* Records *

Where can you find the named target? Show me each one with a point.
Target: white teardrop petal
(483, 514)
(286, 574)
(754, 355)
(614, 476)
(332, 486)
...
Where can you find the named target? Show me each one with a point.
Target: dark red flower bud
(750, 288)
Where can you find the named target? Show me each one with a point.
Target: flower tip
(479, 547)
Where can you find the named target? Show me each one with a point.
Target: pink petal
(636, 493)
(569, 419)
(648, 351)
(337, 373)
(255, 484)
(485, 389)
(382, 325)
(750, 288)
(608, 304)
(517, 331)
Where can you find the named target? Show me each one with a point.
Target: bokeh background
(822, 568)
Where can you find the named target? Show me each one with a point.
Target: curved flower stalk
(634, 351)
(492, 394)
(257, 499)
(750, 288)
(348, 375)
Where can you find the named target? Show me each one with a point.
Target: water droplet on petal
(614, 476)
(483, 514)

* Set task *
Gather every line of the entries above that contains the word "flower", copying each such line in full.

* Solution *
Target: dark red flower bud
Target: flower tip
Target: curved flower stalk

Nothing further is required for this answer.